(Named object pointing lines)

= = = = = = =

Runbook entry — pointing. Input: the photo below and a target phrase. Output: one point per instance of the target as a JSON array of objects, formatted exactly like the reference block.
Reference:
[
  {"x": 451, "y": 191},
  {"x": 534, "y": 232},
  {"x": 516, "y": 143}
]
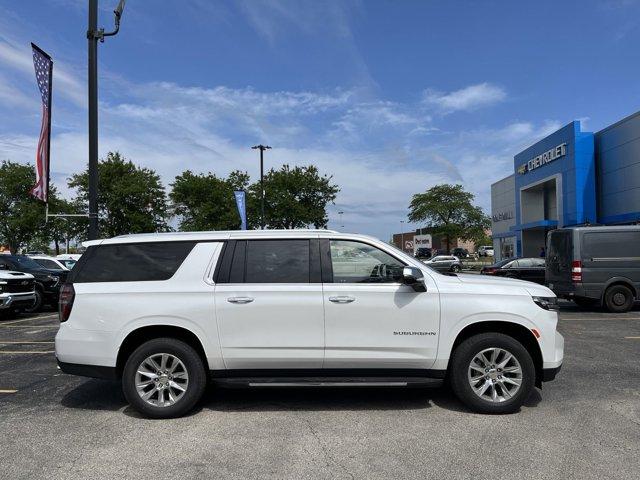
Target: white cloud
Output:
[{"x": 468, "y": 98}]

= = = = = = =

Rewrite the lines above with "photo" swapped for "image" and everything else left as it is. Leave the pictures out of your answer.

Runbook entry — pointing. Input: the image below and a target phrase. Output: one point per instance of the target as a JSON array of objects, formatted exactly like the reference block.
Reference:
[
  {"x": 451, "y": 191},
  {"x": 534, "y": 232},
  {"x": 516, "y": 143}
]
Target: white cloud
Output:
[{"x": 468, "y": 98}]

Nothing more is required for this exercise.